Your instructions: Rewrite every line of the rows below, including the requests, but shift each point coordinate in the answers by adding 4 to both numbers. Leave the pictures out.

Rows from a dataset
☆ ☆ ☆ ☆ ☆

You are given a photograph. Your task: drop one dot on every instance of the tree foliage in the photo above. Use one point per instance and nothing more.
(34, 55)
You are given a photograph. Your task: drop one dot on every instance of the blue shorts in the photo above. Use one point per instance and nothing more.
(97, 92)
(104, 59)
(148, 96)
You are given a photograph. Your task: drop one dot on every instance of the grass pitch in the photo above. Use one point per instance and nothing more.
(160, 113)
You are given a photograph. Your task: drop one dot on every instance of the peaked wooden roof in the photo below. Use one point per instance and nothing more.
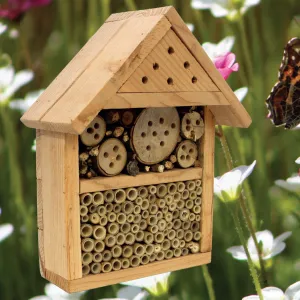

☆ ☆ ☆ ☆ ☆

Task response:
You are given a photograph. Your task: drop one dot on every instance of the tree foliage in the photo above. Use one point per instance and nothing more.
(38, 59)
You are given a photograph. Your task: drop one dot on every instance of the blue shorts in the photo above. Use one point per instance and nothing more.
(101, 96)
(108, 63)
(152, 100)
You are given a photograph. Your task: drop one dot on every instance of the grass pitch in the photo above. Use one point per instance and nothing more.
(164, 117)
You are given a photograph. Your task: drop one dot on every instance of the peaked wooden roof in the photo below. Use one point per instance and nothing more.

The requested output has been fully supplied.